EXERCISE PROMPT ::
Reproduce the part of the card connector passage below that opens with the words containing "Owing to such" and closes with "is effectively decelerated.".

-- start of ARTICLE --

Owing to such a configuration, even when the urging force applied
from the urging member 81 is small, the slide member 21 and the
card 101 are able to reach the temporary card-holding position
without stopping midway. That is to say, the ejection properties of
the card 101 are not deteriorated.
[0090] Furthermore, as described above, at a time instant
immediately before the slide member 21 reaches the range of the
temporary card-holding position and the vicinity thereof, i.e., is
positioned at the lock position or the vicinity thereof, the
sliding portion 66a of the brake member 66 is in close contact with
the upper surface of the first convex portion 21h1, i.e., with the
high portion of the braking face. Therefore, the moving speed of
the slide member 21 and the card 101 is effectively decelerated.
For this reason, when the slide member 21 is positioned in the
range of the temporary card-holding position and the vicinity
thereof, the card 101 is prevented from springing out from the card
connector 1 even when no braking force or only a weakened braking
force is applied thereto.
[0091] Moreover, even when the slide member 21 comes into close
contact with the stopper portion 11g and stops, since the moving
speed thereof is effectively decelerated, no large impact is
generated. Furthermore, the present embodiment has been described
with respect to a case where the brake member 66 is formed on the
top plate portion 62 of the shell 61, the upper surface of the
brake-receipt portion 21g is configured to function as the braking
face, and the first and second convex portions 21h1 and 21h2 are
formed on the upper surface of the brake-receipt portion 21g.
However, the brake member 66 may be formed on the side plate
portions 64 of the shell 61, the side surface of the brake-receipt
portion 21g may be configured to function as the braking face, and
the first and second convex portions 21h1 and 21h2 may be formed on
the side surface of the brake-receipt portion 21g.
[0092] Moreover, although the present embodiment has been described
with respect to a case where two convex portions, namely, first
convex portion 21h1 and second convex portion 21h2, are formed in
the brake-receipt portion 21g, the number of convex portions may be
any number, for example, three or four, as long as it is
plural.

-- end of ARTICLE --
-- start of DATA EXCERPT --

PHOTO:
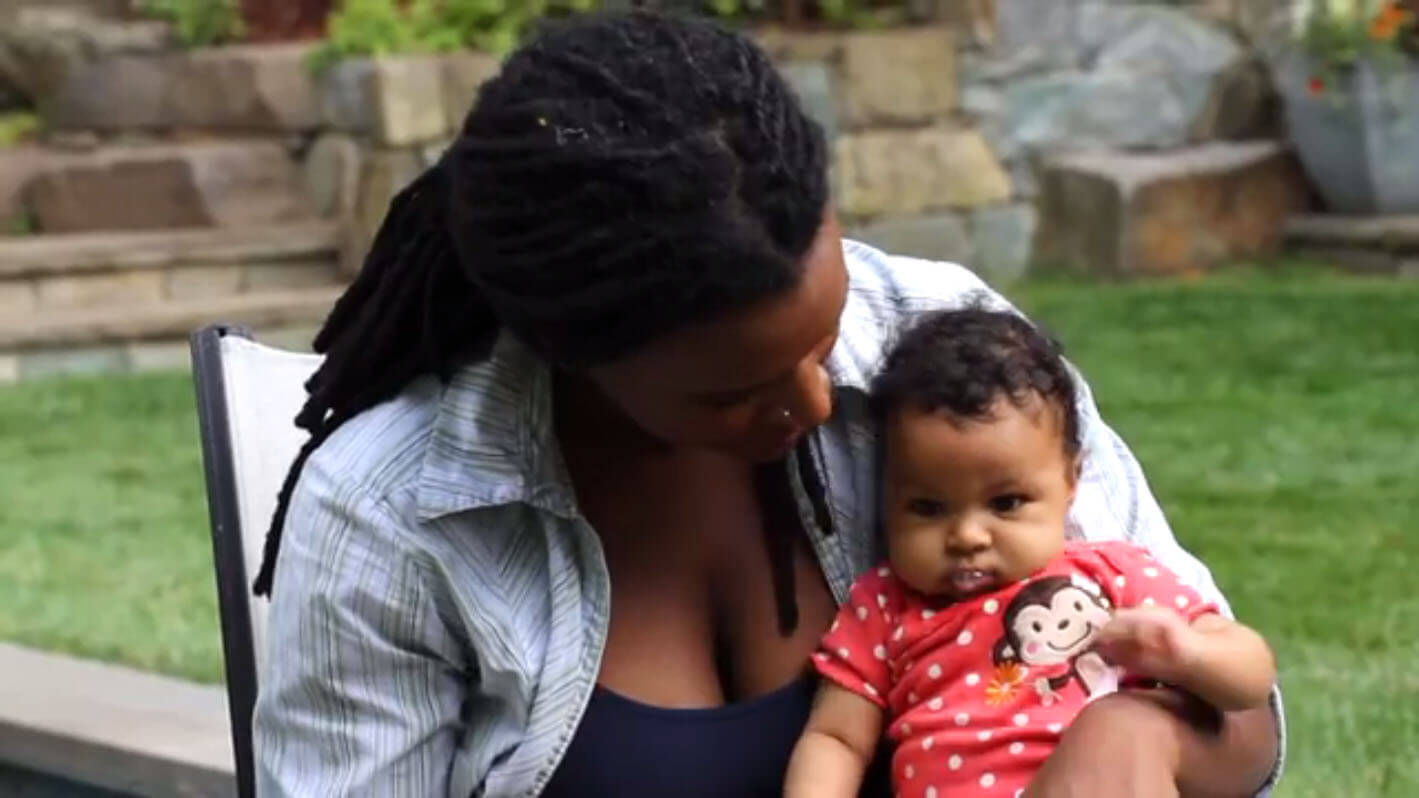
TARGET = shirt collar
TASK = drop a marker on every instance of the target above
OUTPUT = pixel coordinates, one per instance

-- end of DATA EXCERPT --

WRITTEN ANSWER ::
Owing to such a configuration, even when the urging force applied
from the urging member 81 is small, the slide member 21 and the
card 101 are able to reach the temporary card-holding position
without stopping midway. That is to say, the ejection properties of
the card 101 are not deteriorated.
[0090] Furthermore, as described above, at a time instant
immediately before the slide member 21 reaches the range of the
temporary card-holding position and the vicinity thereof, i.e., is
positioned at the lock position or the vicinity thereof, the
sliding portion 66a of the brake member 66 is in close contact with
the upper surface of the first convex portion 21h1, i.e., with the
high portion of the braking face. Therefore, the moving speed of
the slide member 21 and the card 101 is effectively decelerated.